> [Objective]: Summarize the Super Bowl blog post in two sentences.

> [Page text]:
Friday, February 10, 2017

My Sh*tty Super Bowl Sunday: Part 4

As someone who has been known on more than one occasion to rudely interrupt and say "please get to the point," I've certainly taken the long route in getting to mine which was originally that I hate the Patriots and therefore Super Bowl Sunday sucked. All of that other crap I wrote about was just normal day to day bullshit but, when you look back on it through the prism of the Patriots historic comeback victory, it rises to a higher level of suckiness.

It wasn't just that the Patriots won of course, it was the way they won. It's the way they so often win by taking advantage of their opponent going completely fucking brain dead with the game on the line. Whether it be Billy Cundiff missing a 32 yard field goal in the AFC Championship Game, the Eagles basically running the clock out on themselves in Super Bowl XXXIX or the Seahawks in Super Bowl XLIX throwing the ball into the middle of the field on second and goal from the one yard line with one of the best short yardage running backs and most mobile quarterbacks in the game. I'm not going to call the Patriots lucky because that's loser talk but let's just say that they've benefited from a few generous opponents. Cue the Falcons.

Wouldn't be the FGR
without this either.
No need to waste our collective time on all of the plays the Falcons had to botch to snatch defeat from the jaws of victory. Lord knows they've been dissected and discussed enough this week but I do want to look at one aspect of the Falcons' collapse that hasn't really gotten the attention it deserves. We'll also throw-in a couple of personal anecdotes as it wouldn't really be the FGR without those. For the sake of keeping this in order and so I don't have to think of words to connect my paragraphs, we're going timeline style and switching to the present tense - let's pick it up in the second quarter:

Second Quarter


2:21 - Tom Brady throws an interception that Atlanta's Robert Alford returns 82 yards for a touchdown. During the return, Brady makes what appears to be an attempt to tackle Alford and ends-up face down on the ground in a pose of defeat. Who knew that the Falcons would later rob us from the joy of seeing that image in perpetuity? At this point, my friend who hates the Patriots but loves gin begins tearing into my friend from Massachusetts via group text (yes I have two friends). Years of Patriots loathing was just coursing through the phones of everyone involved. Unfortunately, he wasn't just touching the money. He was cupping its balls. I remember getting a sudden chill as I envisioned Satan's dumb nephew Roger Goodell handing the trophy to God's spoiled grandson Robert Kraft.

> [Collected material]:
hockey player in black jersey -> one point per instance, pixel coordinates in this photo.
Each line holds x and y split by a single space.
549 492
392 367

> [Expected answer]: The writer says Super Bowl Sunday was miserable because of a hatred of the Patriots, and worse because of how they won: by profiting from an opponent's collapse, as the Falcons gave them. Telling the game as a timeline starting in the second quarter, the writer recalls Robert Alford returning a Tom Brady interception 82 yards for a touchdown, which set off a group text in which a friend who hates the Patriots tore into a friend from Massachusetts.